Madame Xanadu pops up to have another vision then whine about how no one listens to her. Xanadu really isn’t that interesting in Justice League Dark. It seems in the centuries separating her current person from her younger self – in the pages of Demon Knights – have turned her into something of a lump on a log with premonitions of the future. It’s unfortunate for characters who see into the future, but they rarely get developed beyond they gift of foresight. This is Xanadu’s problem as a narrative character: she’s solely based on her visions of apocalyptic futures.

The segue into the next issue begins when the team attempts to open the map to the Books of Magic, tripping a mystical lock on the map set by Felix Faust! Soon, the team is attacked by the Demons Three who are indentured slaves under Faust’s command. The demons attack quickly before teleporting into an A.R.G.U.S. facility where Steve Trevor is interrogating Faust. This ‘ah-ha’ moment comes when the team realizes that Faust wanted to be in A.R.G.U.S. so his demons could help him break into the Black Room, the warehouse filled with all the mystical artifacts collected by the US government over the years.



STORY: Scott Lobdell
ART: Brett Booth and Norm Rapmund

And just like that, Scott Lobdell is getting it right! This month’s Superboy acted as part one of “The Mysterious Mystery of Mystery Island”, and Teen Titans #10 brings us the other half of the post-“Culling” aftermath with Red Robin, Kid Flash, Solstice, and Bunker.

Since Lobdell used the first nine months of the ‘New 52’ to tell his sprawling, epically nonsensical arc about N.O.W.H.E.R.E., it makes sense to break this “cool down” into two parts, allowing for each character to get a bit more panel time as a result. While the writing isn’t as personal as the scenes between Superboy and Wonder Girl, Lobdell still manages to give each character a lot more depth. For one, Kid Flash and Solstice have a thing. I’m sure Lobdell would argue that he planted the seeds for this relationship throughout the N.O.W.H.E.R.E. N.O.N.S.E.N.S.E., but he really didn’t. Either way, the scene doesn’t come off as forced or pandering – these kids actually seem like they enjoy each other’s company.

Exercise 1
Can you write out everything in the comic review from "And just like" down to "Solstice, and Bunker."?

Data shown
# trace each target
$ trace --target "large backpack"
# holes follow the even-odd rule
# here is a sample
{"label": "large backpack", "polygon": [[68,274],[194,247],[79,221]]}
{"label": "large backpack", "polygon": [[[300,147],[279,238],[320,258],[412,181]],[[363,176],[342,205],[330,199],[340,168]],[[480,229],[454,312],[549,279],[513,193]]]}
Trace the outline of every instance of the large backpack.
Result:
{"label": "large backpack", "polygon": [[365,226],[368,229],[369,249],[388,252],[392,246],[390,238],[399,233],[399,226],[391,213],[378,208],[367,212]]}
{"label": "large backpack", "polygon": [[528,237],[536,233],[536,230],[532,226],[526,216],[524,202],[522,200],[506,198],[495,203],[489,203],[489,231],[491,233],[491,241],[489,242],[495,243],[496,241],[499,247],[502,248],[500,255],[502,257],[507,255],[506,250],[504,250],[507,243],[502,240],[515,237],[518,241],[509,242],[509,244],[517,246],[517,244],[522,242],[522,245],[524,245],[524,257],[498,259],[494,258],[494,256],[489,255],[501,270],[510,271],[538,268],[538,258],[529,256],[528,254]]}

Exercise 2
How many lines of the records contain the string "target"? Reply with the number alone.

Finished answer 1
And just like that, Scott Lobdell is getting it right! This month’s Superboy acted as part one of “The Mysterious Mystery of Mystery Island”, and Teen Titans #10 brings us the other half of the post-“Culling” aftermath with Red Robin, Kid Flash, Solstice, and Bunker.

Finished answer 2
2